**Extrait source:**
De plus, on suit avec intérêt les auteurs décrire des individus participant à un débat avec des députés, ces derniers étant admiratifs des argument « désintéressés » des premiers dans le sens où ils ne renvoient pas à de l’intérêt particulier mais à une sorte d’intérêt général. Les auteurs sont sans doute un peu trop confiants : la construction du « bien commun » n’exprimerait-elle ici une nouvelle dextérité des individus à s’approprier et à manier de la rhétorique politique ?

Enfin, le modèle reste marqué par une tonalité iréniste. On peut comprendre leur enthousiasme lorsqu’ils annoncent que « la spirale socio-technique est en marche et n’a aucune raison de s’arrêter. Étant donné sa fécondité (elle produit des connaissances et favorise les apprentissages), il n’y a que de mauvaises raisons pour l’interrompre. » (p. 48-49). Il n’y a donc que du bon à prendre dans ce grand mouvement …mais, on imagine mal des forums hybrides sur la localisation des entreprises, qui verraient converger patrons et employés des firmes ! Il y a donc des « questions à forum » et d’autre pas…

La légitimation par les procédures, un modèle pour l’action ?

« Les sciences et les techniques ne sont plus gérables par les institutions politiques dont nous disposons [] Il s’agit donc de les enrichir, de les prolonger pour mettre en place ce que certains appellent la démocratie technique ou plutôt rendre les démocraties capables d’absorber les controverses suscitées par la course en avant des sciences et des techniques » (p. 24) Le propos des trois auteurs est porteur d’une vision précise sur ce que la démocratie est, ne doit plus être, et devra être. En affichant leur souhait de se limiter à une réflexion sur les procédures, il proposent toutefois un modèle d’action permettant d’agir dans un monde incertain, un modèle politique fondé sur une série de principes précis.

Premier principe : précaution dans l’action.

Que sont censés produire les forums hybrides ? Surtout pas des prises de décision, mais des « prise de mesure ». Leur raison d’être est de « faire le point », d’explorer de la manière la plus ouverte possible les zones d’incertitude. Les auteurs se font alors défenseurs d’un principe de précaution qui s’inscrirait en contrepoint radical d’une décision tranchée : l’action mesurée, « c’est une démarche active, ouverte, contingente et révisable » (p. 264).

Ils précisent que la précaution, ce n’est ni s’abstenir (immobilisme) ni réaliser de la prévention, ni tenter de garantir le risque zéro ou d’agir en n’ayant en vue que le scénario du pire, ni encore fuir une responsabilité, mais c’est engager une « action mesurée ». La précaution serait « une incitation à l’action sur trois plans autonomes mais corrélés. Elle exige un système d’alerte, un approfondissement des connaissances, et la prise de mesures temporaires » (p. 282). L’action mesurée est donc caractérisée par sa pluralité, sa réversibilité, elle doit constituer une activité itérative enchaînant des décisions de second rang (à la différence de la décision traditionnelle, tranchante), engageant un réseau d’acteurs diversifiés et restant ouverte à de nouvelles formulations (p. 307).

**À faire:**
• 1. Recopiez l'extrait sur les forums hybrides depuis « Ils précisent que » jusqu'à « formulations (p. 307). » inclus.
• 2. D'après l'extrait sur les forums hybrides, sur quels trois plans la précaution incite-t-elle à l'action ?
• 3. Prolongez l'extrait sur les forums hybrides au-delà de sa dernière phrase.

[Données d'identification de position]

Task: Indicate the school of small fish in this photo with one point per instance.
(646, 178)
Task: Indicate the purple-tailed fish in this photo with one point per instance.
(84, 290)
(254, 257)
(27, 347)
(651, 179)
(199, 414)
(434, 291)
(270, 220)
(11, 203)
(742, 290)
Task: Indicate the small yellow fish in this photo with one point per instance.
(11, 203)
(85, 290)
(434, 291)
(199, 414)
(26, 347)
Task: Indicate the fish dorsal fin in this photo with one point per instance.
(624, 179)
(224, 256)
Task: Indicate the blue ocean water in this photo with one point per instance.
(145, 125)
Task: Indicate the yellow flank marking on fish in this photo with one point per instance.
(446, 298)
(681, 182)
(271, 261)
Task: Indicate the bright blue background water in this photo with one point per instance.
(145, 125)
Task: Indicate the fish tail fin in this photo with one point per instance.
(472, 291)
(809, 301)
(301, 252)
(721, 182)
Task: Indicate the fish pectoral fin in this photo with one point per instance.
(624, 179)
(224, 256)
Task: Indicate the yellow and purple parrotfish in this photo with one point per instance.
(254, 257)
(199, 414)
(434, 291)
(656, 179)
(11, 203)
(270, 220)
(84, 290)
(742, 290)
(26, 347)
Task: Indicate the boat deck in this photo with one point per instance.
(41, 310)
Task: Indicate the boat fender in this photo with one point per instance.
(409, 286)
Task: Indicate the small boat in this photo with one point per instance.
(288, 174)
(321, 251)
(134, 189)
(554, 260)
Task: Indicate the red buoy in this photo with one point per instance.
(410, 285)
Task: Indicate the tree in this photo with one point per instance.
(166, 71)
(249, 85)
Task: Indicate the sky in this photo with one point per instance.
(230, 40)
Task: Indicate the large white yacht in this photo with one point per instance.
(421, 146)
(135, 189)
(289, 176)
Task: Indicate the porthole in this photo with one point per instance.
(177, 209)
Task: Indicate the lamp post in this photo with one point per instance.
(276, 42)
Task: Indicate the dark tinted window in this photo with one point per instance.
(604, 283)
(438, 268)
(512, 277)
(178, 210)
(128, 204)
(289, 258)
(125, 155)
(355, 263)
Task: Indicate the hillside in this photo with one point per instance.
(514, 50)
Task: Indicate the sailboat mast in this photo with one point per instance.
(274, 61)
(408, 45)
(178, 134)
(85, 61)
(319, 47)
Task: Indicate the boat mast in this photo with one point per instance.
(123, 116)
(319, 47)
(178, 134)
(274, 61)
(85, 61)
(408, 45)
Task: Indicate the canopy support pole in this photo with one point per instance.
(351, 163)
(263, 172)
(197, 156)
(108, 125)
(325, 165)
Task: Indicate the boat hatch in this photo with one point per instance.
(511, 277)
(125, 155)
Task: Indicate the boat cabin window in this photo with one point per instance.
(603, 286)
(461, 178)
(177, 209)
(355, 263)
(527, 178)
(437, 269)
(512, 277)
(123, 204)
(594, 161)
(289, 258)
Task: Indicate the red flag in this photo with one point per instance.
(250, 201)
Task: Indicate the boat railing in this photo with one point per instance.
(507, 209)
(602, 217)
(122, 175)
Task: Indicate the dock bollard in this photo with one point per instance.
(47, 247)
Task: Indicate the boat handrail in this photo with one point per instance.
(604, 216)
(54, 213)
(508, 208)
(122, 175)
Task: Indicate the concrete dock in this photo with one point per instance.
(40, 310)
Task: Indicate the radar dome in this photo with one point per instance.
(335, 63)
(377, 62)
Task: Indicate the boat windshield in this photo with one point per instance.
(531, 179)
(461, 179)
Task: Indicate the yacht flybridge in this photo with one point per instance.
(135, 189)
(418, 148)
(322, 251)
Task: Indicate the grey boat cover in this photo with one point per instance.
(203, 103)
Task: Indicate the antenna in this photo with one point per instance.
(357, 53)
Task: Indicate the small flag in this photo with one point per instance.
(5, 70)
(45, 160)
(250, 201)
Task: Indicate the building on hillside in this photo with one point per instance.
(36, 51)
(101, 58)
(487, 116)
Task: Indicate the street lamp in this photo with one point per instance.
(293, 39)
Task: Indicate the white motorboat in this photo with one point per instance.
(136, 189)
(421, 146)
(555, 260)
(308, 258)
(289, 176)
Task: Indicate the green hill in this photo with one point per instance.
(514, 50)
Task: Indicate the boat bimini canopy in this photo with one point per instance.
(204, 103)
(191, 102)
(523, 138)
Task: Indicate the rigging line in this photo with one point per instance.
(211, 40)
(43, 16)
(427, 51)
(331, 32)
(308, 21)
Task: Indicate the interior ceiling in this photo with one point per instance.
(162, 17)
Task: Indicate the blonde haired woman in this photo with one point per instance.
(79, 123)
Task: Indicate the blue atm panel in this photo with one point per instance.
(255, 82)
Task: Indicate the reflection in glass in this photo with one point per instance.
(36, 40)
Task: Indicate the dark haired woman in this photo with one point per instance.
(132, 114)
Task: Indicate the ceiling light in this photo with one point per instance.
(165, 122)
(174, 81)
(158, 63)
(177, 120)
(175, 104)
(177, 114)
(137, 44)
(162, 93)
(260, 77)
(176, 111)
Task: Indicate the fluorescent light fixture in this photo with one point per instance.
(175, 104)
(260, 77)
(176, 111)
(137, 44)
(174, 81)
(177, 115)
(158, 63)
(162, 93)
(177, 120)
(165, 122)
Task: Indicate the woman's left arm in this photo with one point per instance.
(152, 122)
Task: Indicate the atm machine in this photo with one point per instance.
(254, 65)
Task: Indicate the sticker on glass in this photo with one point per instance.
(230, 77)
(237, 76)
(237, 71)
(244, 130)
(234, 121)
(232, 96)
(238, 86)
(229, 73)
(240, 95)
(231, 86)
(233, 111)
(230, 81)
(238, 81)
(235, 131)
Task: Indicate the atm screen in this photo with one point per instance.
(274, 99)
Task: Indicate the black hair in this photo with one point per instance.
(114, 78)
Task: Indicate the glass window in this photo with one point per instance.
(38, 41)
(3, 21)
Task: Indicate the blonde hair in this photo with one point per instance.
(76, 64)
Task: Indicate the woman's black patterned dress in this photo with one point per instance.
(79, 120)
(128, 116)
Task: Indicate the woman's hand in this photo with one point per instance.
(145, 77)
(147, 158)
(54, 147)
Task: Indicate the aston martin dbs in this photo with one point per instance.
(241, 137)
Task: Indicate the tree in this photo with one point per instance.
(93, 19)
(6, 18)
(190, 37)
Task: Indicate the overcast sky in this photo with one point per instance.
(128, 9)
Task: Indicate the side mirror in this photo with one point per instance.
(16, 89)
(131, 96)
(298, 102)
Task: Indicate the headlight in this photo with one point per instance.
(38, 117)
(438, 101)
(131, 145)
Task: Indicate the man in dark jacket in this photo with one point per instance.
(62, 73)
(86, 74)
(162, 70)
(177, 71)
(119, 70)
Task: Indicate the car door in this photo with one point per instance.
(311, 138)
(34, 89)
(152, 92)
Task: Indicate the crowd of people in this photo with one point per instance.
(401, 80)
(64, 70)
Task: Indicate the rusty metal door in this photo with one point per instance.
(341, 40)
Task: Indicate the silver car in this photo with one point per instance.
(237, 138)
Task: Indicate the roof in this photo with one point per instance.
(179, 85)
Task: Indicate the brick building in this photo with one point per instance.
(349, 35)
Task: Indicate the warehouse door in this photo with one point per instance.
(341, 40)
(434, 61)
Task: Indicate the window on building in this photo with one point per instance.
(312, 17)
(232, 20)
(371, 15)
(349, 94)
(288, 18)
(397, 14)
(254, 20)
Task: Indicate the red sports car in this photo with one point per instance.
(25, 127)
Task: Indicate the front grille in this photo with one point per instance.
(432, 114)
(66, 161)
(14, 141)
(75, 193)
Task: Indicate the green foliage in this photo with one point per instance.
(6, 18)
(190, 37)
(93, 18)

**Résultats dans l'ordre:**
• 1.
Ils précisent que la précaution, ce n’est ni s’abstenir (immobilisme) ni réaliser de la prévention, ni tenter de garantir le risque zéro ou d’agir en n’ayant en vue que le scénario du pire, ni encore fuir une responsabilité, mais c’est engager une « action mesurée ». La précaution serait « une incitation à l’action sur trois plans autonomes mais corrélés. Elle exige un système d’alerte, un approfondissement des connaissances, et la prise de mesures temporaires » (p. 282). L’action mesurée est donc caractérisée par sa pluralité, sa réversibilité, elle doit constituer une activité itérative enchaînant des décisions de second rang (à la différence de la décision traditionnelle, tranchante), engageant un réseau d’acteurs diversifiés et restant ouverte à de nouvelles formulations (p. 307).

• 2. Un système d'alerte, un approfondissement des connaissances et la prise de mesures temporaires.

• 3.
Ce modèle de la précaution dans l’action paraît conférer au bout du compte un rôle très modeste au forum dans un système de décisions secondaires (quelles sont les décisions premières ?). Autant le propos des auteurs pouvait se faire très clair sur la formulation des problèmes, principale fonction des forums, autant la présentation des modalités de formulation de « réponses » (à quoi cela sert-il autrement de définir en soi des problèmes ?) reste très évanescente. Or, toute les prises de décision, même si celles-ci restent secondaires, provisoires, distribuées, renverront toujours à un qui et pas qu’à un comment, à un sujet et pas uniquement un objet.

Second principe : équité dans la participation.

Autre mission des forums hybrides, l’ouverture la plus large possible des espaces de débats aux individus / groupes qui s’en voient écartés par les mécanismes ordinaires de la démocratie délégative. L’organisation des « débordements » du monde des profanes sur celui des scientifiques et des politiques reste soumise à un autre principe catégorique, l’équité dans la participation ou plutôt par la participation, dont la définition est à ce point pragmatique qu’elle frôle la tautologie : « une mesure équitable est une mesure prise en suivant des procédures qui fabriquent chez tous les protagonistes la conviction qu’elle est équitable ! Et comme le lecteur pourra aisément le vérifier, les procédures dialogiques des forums hybrides sont des procédures équitables » (p. 335)

Cette définition de l’équité par l’équitabilité se défiant d’appréciations extérieures au processus soulève un autre problème. Si l’équitable tient au sentiment des individus concernés d’avoir été écoutés, comment et qui juge qu’une minorité a été prise en compte dans ce schéma où seul prévaut la mise en langage comme critère d’implication ? Comment l’équité peut-elle se penser raisonnablement en faisant abstraction de l’indifférence ou l’absence ? Quel sens cela peut-il avoir d’évaluer l’équité d’une procédure lorsque seulement 5% d’une population concernée s’est impliquée, par exemple ? L’évaluation de l’équité doit-elle se situer en aval (jugement porté ad intra ou a posteriori sur l’action) ou en amont, au niveau de l’entrée en participation, et, ainsi, ne pas ressortir uniquement du jugement des participants ? Autrement, l’affirmation que l’apport central de la démocratie technique serait « la démonstration qu’il est possible de trouver une solution équitable à la lancinante question de la représentation des minorités » (p. 310) tiendrait plus de la pétition de principe que d’un argument réellement convaincant.

Troisième principe : légitimation par la procédure.

Enfin, le troisième principe est le plus paradoxal : il pose que la question en jeu dans la mise en place des forums hybrides et dans leurs contenus n’est pas une question de principes mais de technologie : « que la démocratie ne soit qu’affaire de procédures, on le sait depuis l’origine » (p. 163). La question de la démocratie ne tient pas à des principes généraux à l’aune desquels elle pourrait être évaluée, mais à la procédure, perspective qui rejoint par exemple les formulations de Niklas Luhman (2001).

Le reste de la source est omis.